(EXERCISE DESCRIPTION) Retype the following records line for line, with no changes.

(RAW DATA)
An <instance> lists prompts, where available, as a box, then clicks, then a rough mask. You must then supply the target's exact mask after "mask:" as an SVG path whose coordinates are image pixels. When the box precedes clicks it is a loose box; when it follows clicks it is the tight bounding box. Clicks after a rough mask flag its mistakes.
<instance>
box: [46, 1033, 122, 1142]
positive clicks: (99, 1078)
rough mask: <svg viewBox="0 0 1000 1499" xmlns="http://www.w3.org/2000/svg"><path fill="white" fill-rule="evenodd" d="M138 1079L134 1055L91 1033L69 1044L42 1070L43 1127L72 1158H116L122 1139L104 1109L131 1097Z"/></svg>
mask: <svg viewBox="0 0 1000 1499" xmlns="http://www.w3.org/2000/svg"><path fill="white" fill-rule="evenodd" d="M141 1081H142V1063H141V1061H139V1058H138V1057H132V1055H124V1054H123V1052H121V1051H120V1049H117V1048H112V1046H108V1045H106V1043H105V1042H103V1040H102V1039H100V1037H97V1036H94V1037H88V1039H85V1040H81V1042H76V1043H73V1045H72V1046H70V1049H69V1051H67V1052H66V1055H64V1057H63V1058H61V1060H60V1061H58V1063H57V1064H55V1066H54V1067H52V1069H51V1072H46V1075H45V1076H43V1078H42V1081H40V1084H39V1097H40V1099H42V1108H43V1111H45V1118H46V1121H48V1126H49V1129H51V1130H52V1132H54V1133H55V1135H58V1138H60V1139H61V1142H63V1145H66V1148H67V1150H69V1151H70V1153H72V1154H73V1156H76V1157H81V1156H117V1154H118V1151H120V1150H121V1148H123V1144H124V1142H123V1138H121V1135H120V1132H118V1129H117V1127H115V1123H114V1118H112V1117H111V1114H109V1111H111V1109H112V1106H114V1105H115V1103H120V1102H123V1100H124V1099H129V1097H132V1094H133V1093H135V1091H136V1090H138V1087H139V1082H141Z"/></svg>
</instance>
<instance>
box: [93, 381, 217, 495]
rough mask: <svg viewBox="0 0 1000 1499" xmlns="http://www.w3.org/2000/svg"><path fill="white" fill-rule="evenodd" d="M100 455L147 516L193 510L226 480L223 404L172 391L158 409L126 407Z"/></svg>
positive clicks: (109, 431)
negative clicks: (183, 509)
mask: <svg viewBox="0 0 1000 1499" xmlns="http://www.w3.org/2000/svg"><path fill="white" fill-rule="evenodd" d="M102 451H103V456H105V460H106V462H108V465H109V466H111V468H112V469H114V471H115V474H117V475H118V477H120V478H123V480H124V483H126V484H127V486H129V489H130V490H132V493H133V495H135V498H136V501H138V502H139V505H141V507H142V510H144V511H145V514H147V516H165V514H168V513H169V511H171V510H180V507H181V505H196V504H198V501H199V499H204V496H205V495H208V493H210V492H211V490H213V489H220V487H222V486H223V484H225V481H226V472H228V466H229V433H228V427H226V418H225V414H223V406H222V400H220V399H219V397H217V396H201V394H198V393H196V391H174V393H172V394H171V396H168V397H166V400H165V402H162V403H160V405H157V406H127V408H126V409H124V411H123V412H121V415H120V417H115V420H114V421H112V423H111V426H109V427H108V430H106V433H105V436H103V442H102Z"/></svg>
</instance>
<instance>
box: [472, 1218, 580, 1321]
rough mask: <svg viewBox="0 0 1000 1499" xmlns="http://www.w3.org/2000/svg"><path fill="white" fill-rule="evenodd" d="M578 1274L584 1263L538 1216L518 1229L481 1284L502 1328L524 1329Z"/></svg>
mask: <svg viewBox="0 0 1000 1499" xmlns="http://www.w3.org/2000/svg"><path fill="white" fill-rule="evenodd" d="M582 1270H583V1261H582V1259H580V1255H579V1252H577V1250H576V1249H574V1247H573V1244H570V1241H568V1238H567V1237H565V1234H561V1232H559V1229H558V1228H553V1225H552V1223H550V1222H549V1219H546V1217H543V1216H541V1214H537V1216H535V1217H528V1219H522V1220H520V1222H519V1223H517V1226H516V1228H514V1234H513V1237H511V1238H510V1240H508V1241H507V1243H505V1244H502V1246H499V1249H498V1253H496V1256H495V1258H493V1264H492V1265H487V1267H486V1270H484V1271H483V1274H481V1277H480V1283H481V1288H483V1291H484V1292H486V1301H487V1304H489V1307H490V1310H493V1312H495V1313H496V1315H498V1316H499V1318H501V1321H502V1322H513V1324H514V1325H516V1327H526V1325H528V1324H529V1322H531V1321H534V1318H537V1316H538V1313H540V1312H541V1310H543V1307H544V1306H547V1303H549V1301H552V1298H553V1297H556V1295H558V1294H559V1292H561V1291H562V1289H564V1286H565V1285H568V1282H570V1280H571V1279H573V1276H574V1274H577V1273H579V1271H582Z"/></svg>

(REPLY TO THE EXERCISE)
An <instance> lists prompts, where available, as a box, then clicks, then a rough mask. You must then supply the target's exact mask after "mask:" as an SVG path whose coordinates are image pixels. When the box precedes clicks it is a loose box; when it follows clicks it is the tight bounding box. Clicks after a rough mask flag its mistakes.
<instance>
box: [46, 1033, 122, 1142]
positive clicks: (99, 1078)
rough mask: <svg viewBox="0 0 1000 1499" xmlns="http://www.w3.org/2000/svg"><path fill="white" fill-rule="evenodd" d="M138 1079L134 1055L91 1033L69 1044L42 1070L43 1127L72 1158H116L122 1139L104 1109L131 1097Z"/></svg>
mask: <svg viewBox="0 0 1000 1499" xmlns="http://www.w3.org/2000/svg"><path fill="white" fill-rule="evenodd" d="M141 1081H142V1063H141V1061H139V1058H138V1057H132V1055H124V1054H123V1052H121V1051H120V1049H117V1048H112V1046H108V1045H106V1043H105V1042H103V1040H102V1039H100V1037H97V1036H94V1037H88V1039H85V1040H81V1042H76V1043H73V1045H72V1046H70V1049H69V1051H67V1052H66V1055H64V1057H63V1058H61V1060H60V1061H58V1063H57V1064H55V1066H54V1067H52V1069H51V1072H46V1075H45V1076H43V1078H42V1081H40V1084H39V1097H40V1099H42V1108H43V1111H45V1118H46V1121H48V1126H49V1129H51V1130H52V1132H54V1133H55V1135H58V1138H60V1139H61V1142H63V1145H66V1148H67V1150H69V1151H70V1153H72V1154H73V1156H76V1157H81V1156H117V1154H118V1151H120V1150H121V1148H123V1144H124V1142H123V1138H121V1135H120V1132H118V1129H117V1127H115V1123H114V1118H112V1117H111V1114H109V1111H111V1109H112V1106H114V1105H115V1103H120V1102H123V1100H124V1099H129V1097H132V1094H133V1093H135V1091H136V1090H138V1087H139V1082H141Z"/></svg>
</instance>
<instance>
box: [93, 381, 217, 495]
rough mask: <svg viewBox="0 0 1000 1499" xmlns="http://www.w3.org/2000/svg"><path fill="white" fill-rule="evenodd" d="M100 455L147 516L193 510L226 480L223 404L172 391L158 409L126 407Z"/></svg>
positive clicks: (109, 431)
negative clicks: (183, 509)
mask: <svg viewBox="0 0 1000 1499" xmlns="http://www.w3.org/2000/svg"><path fill="white" fill-rule="evenodd" d="M102 451H103V456H105V460H106V462H108V465H109V466H111V468H112V469H114V471H115V474H117V475H118V477H120V478H123V480H124V483H126V484H127V486H129V489H130V490H132V493H133V495H135V498H136V501H138V502H139V505H141V507H142V510H144V511H145V514H147V516H165V514H168V513H169V511H171V510H180V507H181V505H196V504H198V501H199V499H204V496H205V495H208V493H210V492H211V490H213V489H220V487H222V486H223V484H225V481H226V472H228V466H229V433H228V427H226V418H225V414H223V406H222V400H220V399H219V397H217V396H201V394H198V393H196V391H174V393H172V394H171V396H168V397H166V400H165V402H162V403H160V405H157V406H127V408H126V409H124V411H123V412H121V415H120V417H115V420H114V421H112V423H111V426H109V427H108V430H106V433H105V436H103V442H102Z"/></svg>
</instance>
<instance>
box: [472, 1218, 580, 1321]
rough mask: <svg viewBox="0 0 1000 1499" xmlns="http://www.w3.org/2000/svg"><path fill="white" fill-rule="evenodd" d="M578 1274L584 1263L538 1216L518 1229L481 1284L502 1328L524 1329Z"/></svg>
mask: <svg viewBox="0 0 1000 1499" xmlns="http://www.w3.org/2000/svg"><path fill="white" fill-rule="evenodd" d="M582 1270H583V1261H582V1259H580V1255H579V1252H577V1250H576V1249H574V1247H573V1244H570V1241H568V1238H567V1237H565V1234H561V1232H559V1229H558V1228H553V1225H552V1223H550V1222H549V1219H546V1217H543V1216H541V1214H537V1216H535V1217H528V1219H522V1220H520V1222H519V1223H517V1226H516V1228H514V1234H513V1237H511V1238H510V1240H508V1241H507V1243H505V1244H502V1246H499V1249H498V1253H496V1256H495V1258H493V1264H492V1265H487V1267H486V1270H484V1271H483V1274H481V1277H480V1283H481V1288H483V1291H484V1292H486V1301H487V1304H489V1307H490V1310H493V1312H495V1313H496V1315H498V1316H499V1318H501V1321H502V1322H513V1324H514V1325H516V1327H526V1325H528V1324H529V1322H531V1321H534V1318H537V1316H538V1313H540V1312H541V1310H543V1307H544V1306H547V1303H549V1301H552V1298H553V1297H556V1295H558V1294H559V1292H561V1291H562V1289H564V1286H565V1285H568V1282H570V1280H571V1279H573V1276H574V1274H577V1273H579V1271H582Z"/></svg>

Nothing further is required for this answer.